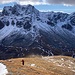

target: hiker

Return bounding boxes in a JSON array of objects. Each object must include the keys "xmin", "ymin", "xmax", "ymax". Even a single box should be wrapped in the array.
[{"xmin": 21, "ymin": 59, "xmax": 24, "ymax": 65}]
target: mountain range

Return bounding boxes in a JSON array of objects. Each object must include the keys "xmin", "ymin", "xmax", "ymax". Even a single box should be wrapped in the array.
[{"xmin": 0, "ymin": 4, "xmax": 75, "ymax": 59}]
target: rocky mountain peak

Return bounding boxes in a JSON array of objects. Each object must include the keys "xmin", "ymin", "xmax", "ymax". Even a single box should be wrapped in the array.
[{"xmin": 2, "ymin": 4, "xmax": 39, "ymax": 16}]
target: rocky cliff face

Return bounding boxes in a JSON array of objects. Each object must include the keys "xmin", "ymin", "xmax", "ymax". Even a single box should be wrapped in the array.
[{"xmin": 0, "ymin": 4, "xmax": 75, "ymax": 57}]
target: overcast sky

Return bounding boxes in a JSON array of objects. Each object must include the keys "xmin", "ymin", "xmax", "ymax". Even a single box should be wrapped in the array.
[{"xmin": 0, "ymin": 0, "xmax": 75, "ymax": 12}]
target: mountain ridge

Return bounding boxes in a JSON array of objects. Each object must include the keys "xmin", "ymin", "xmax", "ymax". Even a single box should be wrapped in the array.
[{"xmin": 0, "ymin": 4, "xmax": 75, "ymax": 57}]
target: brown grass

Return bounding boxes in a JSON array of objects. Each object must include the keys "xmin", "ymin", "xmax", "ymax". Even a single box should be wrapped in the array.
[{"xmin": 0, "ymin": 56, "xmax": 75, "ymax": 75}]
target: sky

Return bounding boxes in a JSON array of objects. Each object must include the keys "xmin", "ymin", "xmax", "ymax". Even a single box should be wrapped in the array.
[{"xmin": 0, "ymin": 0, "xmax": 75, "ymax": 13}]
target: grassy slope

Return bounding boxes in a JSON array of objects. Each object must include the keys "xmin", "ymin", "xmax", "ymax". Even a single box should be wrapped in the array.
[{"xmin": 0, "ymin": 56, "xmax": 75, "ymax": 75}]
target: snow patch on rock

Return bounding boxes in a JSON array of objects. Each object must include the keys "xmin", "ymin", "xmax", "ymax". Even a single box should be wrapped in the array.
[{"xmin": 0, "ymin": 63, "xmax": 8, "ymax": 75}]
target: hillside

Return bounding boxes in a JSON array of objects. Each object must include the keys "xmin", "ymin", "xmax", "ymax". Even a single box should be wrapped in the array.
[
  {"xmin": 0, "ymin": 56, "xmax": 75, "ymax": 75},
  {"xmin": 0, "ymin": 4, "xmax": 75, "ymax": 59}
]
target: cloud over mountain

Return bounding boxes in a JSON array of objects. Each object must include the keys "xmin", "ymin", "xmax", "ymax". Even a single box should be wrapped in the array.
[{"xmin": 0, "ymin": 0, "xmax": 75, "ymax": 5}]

********************

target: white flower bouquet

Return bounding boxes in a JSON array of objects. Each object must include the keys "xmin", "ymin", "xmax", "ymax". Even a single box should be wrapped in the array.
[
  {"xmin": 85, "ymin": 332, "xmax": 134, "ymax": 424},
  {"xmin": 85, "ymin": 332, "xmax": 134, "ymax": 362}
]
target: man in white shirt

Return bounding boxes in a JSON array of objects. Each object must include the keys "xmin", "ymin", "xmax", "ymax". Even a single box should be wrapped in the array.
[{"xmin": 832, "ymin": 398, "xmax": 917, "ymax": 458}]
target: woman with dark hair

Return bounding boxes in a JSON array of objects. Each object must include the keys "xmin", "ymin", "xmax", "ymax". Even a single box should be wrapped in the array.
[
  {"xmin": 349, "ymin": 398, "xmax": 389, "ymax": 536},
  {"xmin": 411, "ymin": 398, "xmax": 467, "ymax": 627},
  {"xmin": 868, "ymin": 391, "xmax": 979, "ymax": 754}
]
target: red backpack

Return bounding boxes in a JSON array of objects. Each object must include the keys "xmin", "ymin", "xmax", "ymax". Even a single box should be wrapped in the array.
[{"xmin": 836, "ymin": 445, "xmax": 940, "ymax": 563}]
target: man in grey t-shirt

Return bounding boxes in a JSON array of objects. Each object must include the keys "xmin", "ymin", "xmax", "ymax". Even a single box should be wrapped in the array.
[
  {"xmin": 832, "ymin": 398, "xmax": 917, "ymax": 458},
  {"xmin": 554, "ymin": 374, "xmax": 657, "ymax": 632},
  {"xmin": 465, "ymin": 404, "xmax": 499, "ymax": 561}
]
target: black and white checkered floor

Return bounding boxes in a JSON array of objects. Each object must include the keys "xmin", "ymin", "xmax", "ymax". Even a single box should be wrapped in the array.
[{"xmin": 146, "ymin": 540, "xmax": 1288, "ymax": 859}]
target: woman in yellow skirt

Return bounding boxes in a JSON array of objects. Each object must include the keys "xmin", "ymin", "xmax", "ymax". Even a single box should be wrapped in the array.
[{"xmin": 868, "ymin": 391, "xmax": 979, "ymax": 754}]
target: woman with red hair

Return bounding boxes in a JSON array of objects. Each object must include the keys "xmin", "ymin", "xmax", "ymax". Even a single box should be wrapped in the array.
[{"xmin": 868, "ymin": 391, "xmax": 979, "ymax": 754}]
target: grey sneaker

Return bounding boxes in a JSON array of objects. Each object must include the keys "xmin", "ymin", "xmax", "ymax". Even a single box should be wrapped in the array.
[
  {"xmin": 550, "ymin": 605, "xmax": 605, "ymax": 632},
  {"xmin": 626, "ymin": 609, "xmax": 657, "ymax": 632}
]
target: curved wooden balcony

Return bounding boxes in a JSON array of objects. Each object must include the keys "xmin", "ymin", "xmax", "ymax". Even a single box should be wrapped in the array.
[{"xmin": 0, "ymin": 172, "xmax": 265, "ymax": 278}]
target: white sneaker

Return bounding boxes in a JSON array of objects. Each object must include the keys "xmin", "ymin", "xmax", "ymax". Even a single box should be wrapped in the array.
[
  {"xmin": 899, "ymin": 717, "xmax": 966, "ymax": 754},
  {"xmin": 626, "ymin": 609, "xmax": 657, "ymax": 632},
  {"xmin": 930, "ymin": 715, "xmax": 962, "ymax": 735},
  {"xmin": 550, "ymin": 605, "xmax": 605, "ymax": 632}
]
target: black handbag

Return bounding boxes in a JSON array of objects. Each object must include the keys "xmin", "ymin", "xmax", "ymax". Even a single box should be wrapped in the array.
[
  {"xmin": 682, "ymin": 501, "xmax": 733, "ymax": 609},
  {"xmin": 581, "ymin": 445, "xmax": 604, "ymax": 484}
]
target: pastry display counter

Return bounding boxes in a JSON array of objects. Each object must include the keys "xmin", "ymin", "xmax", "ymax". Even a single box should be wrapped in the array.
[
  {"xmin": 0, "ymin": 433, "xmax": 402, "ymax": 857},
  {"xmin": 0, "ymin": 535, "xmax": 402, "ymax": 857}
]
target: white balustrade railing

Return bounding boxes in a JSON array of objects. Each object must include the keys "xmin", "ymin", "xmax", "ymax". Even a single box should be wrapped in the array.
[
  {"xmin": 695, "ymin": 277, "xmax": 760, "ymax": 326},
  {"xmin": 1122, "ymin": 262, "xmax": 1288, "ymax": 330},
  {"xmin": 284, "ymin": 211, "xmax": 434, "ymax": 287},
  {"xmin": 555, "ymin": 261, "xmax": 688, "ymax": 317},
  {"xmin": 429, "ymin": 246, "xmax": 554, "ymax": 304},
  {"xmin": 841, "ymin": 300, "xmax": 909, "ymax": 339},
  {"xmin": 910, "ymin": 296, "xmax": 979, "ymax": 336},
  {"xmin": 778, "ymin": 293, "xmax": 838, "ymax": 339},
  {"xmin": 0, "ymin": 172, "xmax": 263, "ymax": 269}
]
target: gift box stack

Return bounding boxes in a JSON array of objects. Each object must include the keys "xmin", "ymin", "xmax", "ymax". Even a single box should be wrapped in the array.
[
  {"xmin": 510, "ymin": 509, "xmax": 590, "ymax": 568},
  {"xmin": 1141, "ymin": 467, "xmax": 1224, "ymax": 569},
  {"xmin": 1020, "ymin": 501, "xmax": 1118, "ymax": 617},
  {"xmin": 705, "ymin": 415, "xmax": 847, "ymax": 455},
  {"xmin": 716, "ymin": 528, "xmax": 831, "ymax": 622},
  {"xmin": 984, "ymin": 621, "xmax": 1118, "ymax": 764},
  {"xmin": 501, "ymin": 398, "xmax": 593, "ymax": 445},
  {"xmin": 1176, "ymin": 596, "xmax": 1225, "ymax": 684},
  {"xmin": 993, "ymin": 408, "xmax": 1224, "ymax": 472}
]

********************

Written exercise: Count how many of the lines above contain the word "mountain", with uppercase and lowercase letters matching exactly, and reply with only the number.

Reply to the exercise: 4